● **Exercise aim**: In the forum thread about verifying files on an rclone mount, which version of rclone does the poster say they are running now?

2017/01/26 06:57:37 gd: Saved new token in config file

So the above seems to indicate why the “–low-level-retries=100” isn’t being enough to fix these issues: in both cases, it seems that rclone quits retrying the read after two attempts.

@ncw, I left the “md5sum -c” running, but the file is already over 1.3GB… if you don’t need anything more from this run, please let me know so I can interrupt it and avoid shoving more than the necessary amount of entropy on the Universe :wink:

Cheers,

Durval.

Hello everyone,

Coming back after a large interval (lots of stuff happening in RL leaving me with no free time), I returned to my attempt to copy and verify all my local stuff to my encrypted GDrive account.

As reported here, I’m doing the same check above (ie, complete “md5sum -c” on an “rclone mount” of my largest encrypted GDrive directory, with ~8M files and ~3.8TB) and so far (about 10% done) I have got no errors. Even better, the “rclone mount” process has reported a few “Unexpected EOF” errors, but these errors are not causing any errors in md5sum.

This is very encouraging, and a strong indication that @ncw has managed to fix the original issue which the retry code had on these circunstances; for the record, I’m running v1.36 now.

I will come back and report further when that “md5sum -c” finishes running (should be a couple of days more).

Cheers,
Durval.

● **Raw data**:

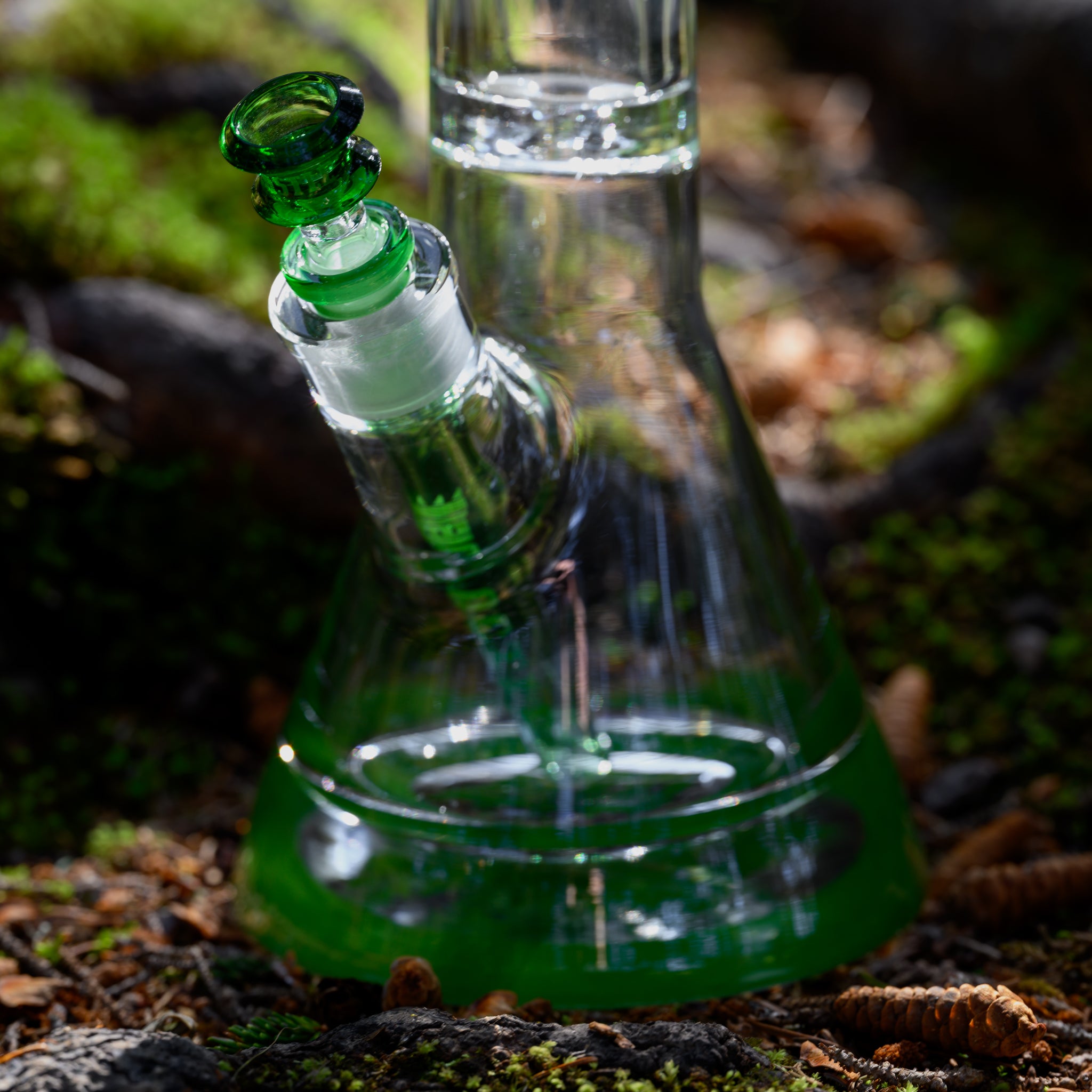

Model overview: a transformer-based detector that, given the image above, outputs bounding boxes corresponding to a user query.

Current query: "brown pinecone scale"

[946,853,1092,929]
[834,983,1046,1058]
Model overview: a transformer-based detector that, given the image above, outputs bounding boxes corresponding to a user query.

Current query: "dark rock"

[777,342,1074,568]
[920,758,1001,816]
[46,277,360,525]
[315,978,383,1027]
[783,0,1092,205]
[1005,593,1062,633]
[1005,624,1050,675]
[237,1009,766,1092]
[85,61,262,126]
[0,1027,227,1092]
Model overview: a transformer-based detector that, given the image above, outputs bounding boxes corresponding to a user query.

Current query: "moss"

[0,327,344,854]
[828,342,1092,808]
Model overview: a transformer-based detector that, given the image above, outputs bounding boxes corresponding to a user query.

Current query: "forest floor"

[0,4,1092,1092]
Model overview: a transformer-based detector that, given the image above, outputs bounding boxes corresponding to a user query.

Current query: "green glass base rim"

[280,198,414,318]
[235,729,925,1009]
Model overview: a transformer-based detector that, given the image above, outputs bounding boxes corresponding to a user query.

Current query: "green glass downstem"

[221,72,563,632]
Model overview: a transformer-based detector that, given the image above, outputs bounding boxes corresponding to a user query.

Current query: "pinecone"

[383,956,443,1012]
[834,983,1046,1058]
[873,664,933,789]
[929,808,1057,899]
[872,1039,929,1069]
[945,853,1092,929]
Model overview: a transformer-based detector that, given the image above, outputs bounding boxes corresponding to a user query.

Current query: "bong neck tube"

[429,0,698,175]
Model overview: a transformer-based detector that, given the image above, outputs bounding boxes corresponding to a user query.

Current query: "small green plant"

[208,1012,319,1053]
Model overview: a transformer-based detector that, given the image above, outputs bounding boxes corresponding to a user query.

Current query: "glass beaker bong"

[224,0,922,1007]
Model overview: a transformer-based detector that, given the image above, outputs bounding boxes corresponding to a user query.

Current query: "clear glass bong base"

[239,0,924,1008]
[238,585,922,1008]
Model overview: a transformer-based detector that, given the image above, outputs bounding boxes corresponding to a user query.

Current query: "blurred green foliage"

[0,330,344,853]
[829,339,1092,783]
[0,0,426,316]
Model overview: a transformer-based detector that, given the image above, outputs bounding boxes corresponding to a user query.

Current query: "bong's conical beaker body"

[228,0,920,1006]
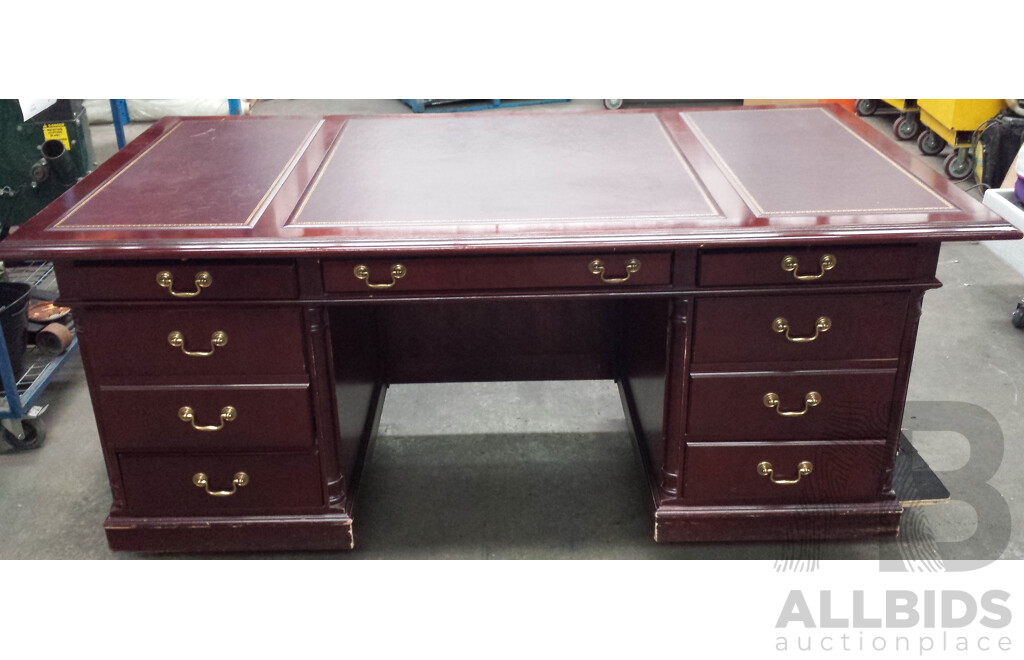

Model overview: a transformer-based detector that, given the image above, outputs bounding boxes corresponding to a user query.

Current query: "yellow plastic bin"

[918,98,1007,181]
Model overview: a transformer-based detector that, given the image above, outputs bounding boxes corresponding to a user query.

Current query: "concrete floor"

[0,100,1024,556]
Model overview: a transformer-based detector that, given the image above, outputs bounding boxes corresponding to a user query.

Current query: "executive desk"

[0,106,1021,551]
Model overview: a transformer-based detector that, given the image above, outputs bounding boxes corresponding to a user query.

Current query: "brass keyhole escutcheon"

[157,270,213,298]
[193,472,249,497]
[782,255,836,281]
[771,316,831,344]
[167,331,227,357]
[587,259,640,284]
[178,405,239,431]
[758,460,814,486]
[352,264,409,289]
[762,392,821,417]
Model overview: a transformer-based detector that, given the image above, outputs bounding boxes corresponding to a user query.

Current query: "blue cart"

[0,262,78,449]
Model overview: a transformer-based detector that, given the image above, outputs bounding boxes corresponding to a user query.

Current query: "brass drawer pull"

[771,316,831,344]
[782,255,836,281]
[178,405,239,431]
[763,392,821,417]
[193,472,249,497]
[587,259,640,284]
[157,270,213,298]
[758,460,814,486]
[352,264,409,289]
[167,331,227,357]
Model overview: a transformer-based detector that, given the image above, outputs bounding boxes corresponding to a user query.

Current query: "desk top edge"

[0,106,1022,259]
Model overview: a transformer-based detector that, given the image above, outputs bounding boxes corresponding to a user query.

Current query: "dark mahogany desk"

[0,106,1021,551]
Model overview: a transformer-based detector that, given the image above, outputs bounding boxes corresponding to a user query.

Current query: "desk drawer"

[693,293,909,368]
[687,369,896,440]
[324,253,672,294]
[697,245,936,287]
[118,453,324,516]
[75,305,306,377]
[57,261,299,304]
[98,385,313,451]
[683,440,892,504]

--

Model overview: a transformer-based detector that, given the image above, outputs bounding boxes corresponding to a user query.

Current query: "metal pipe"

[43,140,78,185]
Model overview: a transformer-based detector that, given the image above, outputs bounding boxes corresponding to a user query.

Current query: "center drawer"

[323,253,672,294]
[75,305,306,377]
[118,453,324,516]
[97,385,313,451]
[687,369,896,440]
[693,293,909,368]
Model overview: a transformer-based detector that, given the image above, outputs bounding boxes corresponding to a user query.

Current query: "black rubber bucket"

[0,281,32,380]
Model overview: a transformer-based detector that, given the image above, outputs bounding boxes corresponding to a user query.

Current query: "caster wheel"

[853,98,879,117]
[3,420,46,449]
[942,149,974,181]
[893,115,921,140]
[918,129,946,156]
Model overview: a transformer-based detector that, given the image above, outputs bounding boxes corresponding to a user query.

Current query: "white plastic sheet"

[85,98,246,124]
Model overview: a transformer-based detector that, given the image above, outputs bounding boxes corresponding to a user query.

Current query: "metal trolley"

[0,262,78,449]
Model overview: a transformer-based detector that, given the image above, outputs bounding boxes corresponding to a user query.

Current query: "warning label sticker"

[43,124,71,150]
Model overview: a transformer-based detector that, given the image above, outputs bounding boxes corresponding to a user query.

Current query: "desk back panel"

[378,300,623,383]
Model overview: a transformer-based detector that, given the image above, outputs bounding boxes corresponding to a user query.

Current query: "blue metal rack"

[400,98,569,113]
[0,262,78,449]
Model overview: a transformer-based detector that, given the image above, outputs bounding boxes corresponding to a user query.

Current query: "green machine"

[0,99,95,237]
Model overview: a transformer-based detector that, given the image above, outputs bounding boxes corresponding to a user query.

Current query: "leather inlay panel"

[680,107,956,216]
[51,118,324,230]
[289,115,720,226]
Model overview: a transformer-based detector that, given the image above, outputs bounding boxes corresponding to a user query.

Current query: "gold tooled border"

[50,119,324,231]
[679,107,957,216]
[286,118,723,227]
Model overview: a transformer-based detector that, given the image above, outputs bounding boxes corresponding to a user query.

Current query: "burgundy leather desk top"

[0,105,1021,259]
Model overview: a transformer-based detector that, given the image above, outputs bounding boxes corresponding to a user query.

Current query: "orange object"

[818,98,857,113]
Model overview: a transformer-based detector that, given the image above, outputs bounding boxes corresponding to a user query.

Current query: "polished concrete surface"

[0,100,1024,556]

● **Solution to this problem**: v1.36